**Exercise brief:** Output every one of the rows below as a numbered list, leaving out any blank lines.

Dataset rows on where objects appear
★ ★ ★ ★ ★
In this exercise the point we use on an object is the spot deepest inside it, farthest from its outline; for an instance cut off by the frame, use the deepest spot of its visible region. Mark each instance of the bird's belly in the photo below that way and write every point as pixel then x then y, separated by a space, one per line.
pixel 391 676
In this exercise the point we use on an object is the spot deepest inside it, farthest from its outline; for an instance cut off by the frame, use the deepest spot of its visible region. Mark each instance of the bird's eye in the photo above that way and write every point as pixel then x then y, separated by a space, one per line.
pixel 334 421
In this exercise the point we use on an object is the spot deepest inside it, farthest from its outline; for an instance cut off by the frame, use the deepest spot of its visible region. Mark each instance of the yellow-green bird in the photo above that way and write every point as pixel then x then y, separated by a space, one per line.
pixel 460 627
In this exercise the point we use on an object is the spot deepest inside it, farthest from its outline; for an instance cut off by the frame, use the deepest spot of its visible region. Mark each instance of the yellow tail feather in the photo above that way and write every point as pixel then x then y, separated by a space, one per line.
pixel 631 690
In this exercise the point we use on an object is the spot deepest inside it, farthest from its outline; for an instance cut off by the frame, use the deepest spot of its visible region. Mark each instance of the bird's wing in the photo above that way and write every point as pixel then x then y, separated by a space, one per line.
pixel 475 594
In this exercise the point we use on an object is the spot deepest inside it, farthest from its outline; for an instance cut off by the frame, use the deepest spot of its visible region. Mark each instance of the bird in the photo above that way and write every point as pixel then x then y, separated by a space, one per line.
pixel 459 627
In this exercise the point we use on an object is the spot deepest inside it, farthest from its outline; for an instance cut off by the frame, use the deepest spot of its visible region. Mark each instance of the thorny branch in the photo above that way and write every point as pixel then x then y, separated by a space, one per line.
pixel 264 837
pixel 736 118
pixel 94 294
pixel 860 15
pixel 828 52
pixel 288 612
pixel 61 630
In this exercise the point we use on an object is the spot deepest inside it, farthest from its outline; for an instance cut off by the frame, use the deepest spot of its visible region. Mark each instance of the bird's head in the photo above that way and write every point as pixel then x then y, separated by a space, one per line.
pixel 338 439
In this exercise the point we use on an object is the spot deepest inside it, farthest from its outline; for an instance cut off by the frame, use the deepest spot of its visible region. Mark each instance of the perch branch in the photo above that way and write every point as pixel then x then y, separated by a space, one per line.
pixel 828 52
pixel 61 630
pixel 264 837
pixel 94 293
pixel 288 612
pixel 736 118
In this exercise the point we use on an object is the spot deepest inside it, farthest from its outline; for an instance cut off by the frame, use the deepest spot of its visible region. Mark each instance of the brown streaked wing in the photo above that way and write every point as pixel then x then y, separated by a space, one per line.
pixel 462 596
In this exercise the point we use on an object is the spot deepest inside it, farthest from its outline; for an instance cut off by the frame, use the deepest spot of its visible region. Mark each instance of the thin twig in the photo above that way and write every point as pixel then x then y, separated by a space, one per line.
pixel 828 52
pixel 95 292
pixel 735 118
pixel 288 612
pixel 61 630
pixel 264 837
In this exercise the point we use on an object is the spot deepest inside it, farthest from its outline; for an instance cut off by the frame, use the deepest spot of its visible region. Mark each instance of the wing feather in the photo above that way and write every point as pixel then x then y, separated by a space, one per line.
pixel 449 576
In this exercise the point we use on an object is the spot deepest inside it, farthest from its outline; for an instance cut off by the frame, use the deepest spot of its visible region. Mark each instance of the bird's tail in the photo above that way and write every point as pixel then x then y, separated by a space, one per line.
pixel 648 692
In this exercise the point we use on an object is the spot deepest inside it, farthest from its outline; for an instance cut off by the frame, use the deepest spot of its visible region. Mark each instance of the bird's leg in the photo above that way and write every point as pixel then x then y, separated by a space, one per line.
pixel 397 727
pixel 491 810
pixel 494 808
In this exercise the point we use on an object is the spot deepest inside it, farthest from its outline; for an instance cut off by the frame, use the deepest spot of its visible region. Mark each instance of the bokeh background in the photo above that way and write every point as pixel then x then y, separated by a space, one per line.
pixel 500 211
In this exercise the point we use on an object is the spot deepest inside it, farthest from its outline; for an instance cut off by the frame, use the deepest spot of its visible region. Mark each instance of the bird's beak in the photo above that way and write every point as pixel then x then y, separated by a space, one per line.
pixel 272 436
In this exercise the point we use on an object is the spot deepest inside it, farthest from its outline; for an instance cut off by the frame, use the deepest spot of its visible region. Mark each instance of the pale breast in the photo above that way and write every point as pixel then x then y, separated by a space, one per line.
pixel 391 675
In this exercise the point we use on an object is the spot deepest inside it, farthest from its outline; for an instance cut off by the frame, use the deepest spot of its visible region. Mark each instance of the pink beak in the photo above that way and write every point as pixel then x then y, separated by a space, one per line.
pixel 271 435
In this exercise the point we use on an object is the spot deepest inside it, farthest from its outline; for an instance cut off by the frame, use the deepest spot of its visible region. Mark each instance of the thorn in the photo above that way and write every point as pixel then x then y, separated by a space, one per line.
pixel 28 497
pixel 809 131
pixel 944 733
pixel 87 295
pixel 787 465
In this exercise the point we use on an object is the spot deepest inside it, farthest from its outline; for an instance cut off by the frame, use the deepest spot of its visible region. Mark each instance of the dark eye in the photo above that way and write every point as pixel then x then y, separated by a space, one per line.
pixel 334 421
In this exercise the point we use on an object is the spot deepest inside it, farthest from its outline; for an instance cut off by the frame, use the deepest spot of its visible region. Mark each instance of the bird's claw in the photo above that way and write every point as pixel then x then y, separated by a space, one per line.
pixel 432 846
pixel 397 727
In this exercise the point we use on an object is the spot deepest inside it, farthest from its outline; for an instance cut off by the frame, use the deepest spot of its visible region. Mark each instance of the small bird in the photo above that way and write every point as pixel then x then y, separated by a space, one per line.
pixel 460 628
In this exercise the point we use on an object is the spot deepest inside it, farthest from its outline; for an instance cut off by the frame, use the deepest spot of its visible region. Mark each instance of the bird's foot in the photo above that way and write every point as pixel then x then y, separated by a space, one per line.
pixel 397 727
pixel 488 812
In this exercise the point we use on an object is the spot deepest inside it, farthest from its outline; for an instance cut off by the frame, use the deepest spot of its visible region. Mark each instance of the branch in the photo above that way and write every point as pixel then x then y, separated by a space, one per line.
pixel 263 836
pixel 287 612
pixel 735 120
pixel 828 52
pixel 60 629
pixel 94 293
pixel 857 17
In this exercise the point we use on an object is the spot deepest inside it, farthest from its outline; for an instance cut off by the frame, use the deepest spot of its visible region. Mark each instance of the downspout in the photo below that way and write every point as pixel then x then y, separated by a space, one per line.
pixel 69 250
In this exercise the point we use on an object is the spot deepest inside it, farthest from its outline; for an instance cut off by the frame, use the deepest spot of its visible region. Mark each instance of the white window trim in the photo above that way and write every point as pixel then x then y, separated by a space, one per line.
★ ★ ★ ★ ★
**Output for this exercise:**
1. In this exercise the point we use on an object is the spot deepest inside it, farthest from its outline; for an instance cut off by the frame, use the deepest spot of its visible region. Mark each instance of the bird's belly in the photo below that way and write every point as pixel then x then y, separated by a space, one per line.
2. pixel 391 676
3. In this exercise the point we use on an object is the spot deepest inside it, farthest from its outline; for an instance cut off by the frame, use the deepest spot of its visible region. Mark each instance of the bird's eye in the photo above that way and write every point as pixel then x then y, separated by a space, one per line.
4. pixel 334 421
5. In this exercise the point we use on an object is the spot deepest inside it, farthest from its outline; for an instance cut off by the frame, use the deepest spot of its visible region. Mark each instance of the yellow-green bird in the photo above that way and write every point as pixel then x then y, separated by a space, one per line.
6. pixel 460 627
7. In this exercise the point we use on an object is the spot deepest inside it, farthest from its outline; for an instance cut off by the frame, use the deepest spot of its visible region. Mark each instance of the yellow tail feather in the photo above that way and write every point as pixel then x then y, separated by a space, one per line.
8. pixel 631 690
9. In this exercise the point we use on an object is the spot deepest inside it, farthest from its outline; for an instance cut off by the frame, use the deepest spot of its visible region. Mark each instance of the bird's wing in the photo above that way and write every point as pixel then x then y, separated by a space, one per line.
10. pixel 475 594
11. In this exercise the point we use on an object is the spot deepest inside it, farthest from its outline; for an instance cut off by the frame, use the deepest spot of its visible region. Mark each instance of the bird in the photo above that way and write every point as pixel then x then y, separated by a space, one per line.
12. pixel 459 627
13. In this exercise the point we use on an object is the spot deepest inside it, farthest from its outline; for an instance cut off by the frame, use the deepest spot of its visible region. Mark each instance of the thorny branch in the photo above that way and write every point as pixel then x then y, separated by a space, one per line.
14. pixel 264 837
15. pixel 736 118
16. pixel 94 294
17. pixel 860 15
18. pixel 828 52
19. pixel 288 612
20. pixel 61 630
21. In this exercise the point we use on an object is the spot deepest inside it, farthest from its outline; for an instance cut off by the frame, use the deepest spot of its visible region. Mark each instance of the bird's head in the photo above that way and write every point as pixel then x then y, separated by a space, one per line.
22. pixel 338 439
23. In this exercise the point we use on an object is the spot deepest inside it, farthest from its outline; for an instance cut off by the frame, use the deepest spot of its visible region. Mark each instance of the perch branch in the photo above that way and write every point as pixel then x then y, separated by a space, one per line.
24. pixel 828 52
25. pixel 61 630
26. pixel 264 837
27. pixel 94 293
28. pixel 288 612
29. pixel 736 118
30. In this exercise the point we use on an object is the spot deepest inside it, farthest from its outline; for an instance cut off by the frame, use the deepest spot of its visible region. Mark each instance of the brown streaked wing in the photo above that way and write every point as pixel then x then y, separated by a space, one per line.
31. pixel 462 596
32. In this exercise the point we use on an object is the spot deepest inside it, farthest from its outline; for an instance cut off by the frame, use the deepest spot of its visible region. Mark each instance of the thin twig in the photo above that way and write every point as pixel then x then y, separated by a space, one per line.
33. pixel 828 52
34. pixel 95 292
35. pixel 735 118
36. pixel 288 612
37. pixel 61 630
38. pixel 264 837
39. In this exercise the point we use on an object is the spot deepest inside it, farthest from its outline; for an instance cut off by the frame, use the deepest spot of its visible region. Mark each instance of the wing feather in the photo above that way and write every point as pixel then x then y, separated by a space, one per line.
40. pixel 449 576
41. In this exercise the point we use on an object is the spot deepest inside it, farthest from its outline; for an instance cut off by the frame, use the deepest spot of its visible region. Mark each instance of the bird's tail in the photo above that way and write every point as pixel then x then y, separated by a space, one per line.
42. pixel 648 692
43. In this exercise the point we use on an object is the spot deepest inside it, farthest from its outline; for an instance cut off by the frame, use the deepest spot of its visible region. Mark each instance of the bird's leg in the photo above that way and write every point as pixel then x then y, separated by a space, one per line.
44. pixel 397 727
45. pixel 491 810
46. pixel 494 808
47. In this exercise the point we use on an object is the spot deepest inside it, farthest from its outline; for an instance cut off by the frame, use the deepest spot of its visible region. Mark each instance of the bokeh background in the photo above that way and write every point as pixel then x then y, separated by a space, one per line.
48. pixel 500 211
49. In this exercise the point we use on an object is the spot deepest inside it, farthest from its outline; for an instance cut off by the frame, use the deepest spot of its visible region. Mark each instance of the bird's beak in the photo above that way and write every point as pixel then x then y, separated by a space, one per line.
50. pixel 272 436
51. In this exercise the point we use on an object is the spot deepest inside it, farthest from its outline; for an instance cut off by the frame, use the deepest spot of its visible region. Mark each instance of the pale breast in the photo above that way and write every point as pixel then x then y, separated by a space, one per line.
52. pixel 391 675
53. In this exercise the point we use on an object is the spot deepest inside it, farthest from its outline; for an instance cut off by the frame, use the deepest spot of its visible region. Mark each instance of the pink beak in the photo above that way and write every point as pixel then x then y, separated by a space, one per line.
54. pixel 271 435
55. In this exercise the point we use on an object is the spot deepest inside it, farthest from its outline; for an instance cut off by the frame, use the deepest spot of its visible region. Mark each instance of the thorn in the photo above that way and write every point as pixel then x then y, separated by a space, one per line.
56. pixel 28 497
57. pixel 809 131
58. pixel 944 733
59. pixel 87 295
60. pixel 787 465
61. In this exercise the point we use on an object is the spot deepest inside it, farthest from its outline; for an instance cut off by the frame, use the deepest spot of its visible region. Mark each instance of the dark eye in the photo above that way and write every point as pixel then x then y, separated by a space, one per line.
62. pixel 334 421
63. In this exercise the point we use on an object is the spot deepest inside it, farthest from its outline; for an instance cut off by the frame, use the deepest spot of its visible region. Mark each instance of the bird's claw in the photo above that way and write every point as pixel then x then y, separated by a space, one per line.
64. pixel 432 846
65. pixel 397 727
66. In this exercise the point we use on an object is the spot deepest inside it, farthest from its outline; for an instance cut off by the frame, use the deepest spot of its visible region. Mark each instance of the small bird in the photo above that way and write every point as pixel then x then y, separated by a space, one per line.
67. pixel 460 628
68. In this exercise the point we use on an object is the spot deepest inside it, farthest from its outline; for an instance cut off by the frame, use the deepest spot of its visible region. Mark each instance of the bird's foot in the photo above that way and write every point as pixel then x then y, separated by a space, one per line.
69. pixel 397 727
70. pixel 488 812
71. In this exercise the point we use on an object is the spot deepest inside it, farthest from its outline; for an instance cut off by the frame, use the deepest spot of its visible region. Mark each instance of the branch in the photo above that way and write every point as pixel then x then y, separated by a space, one per line.
72. pixel 263 836
73. pixel 287 612
74. pixel 735 120
75. pixel 828 52
76. pixel 60 629
77. pixel 94 293
78. pixel 857 17
79. In this exercise the point we use on an object is the spot deepest inside it, farthest from its outline; for an instance cut off by the frame, use the deepest spot of its visible region. Mark each instance of the downspout in the photo below that way and write every point as pixel then x then y, separated by a space, one per line.
80. pixel 69 250
81. In this exercise the point we use on an object is the spot deepest inside it, farthest from its outline; for an instance cut off by the frame, use the deepest spot of its visible region. Mark each instance of the white window trim in the photo above that way and write every point as pixel then x then y, separated by a space, one per line.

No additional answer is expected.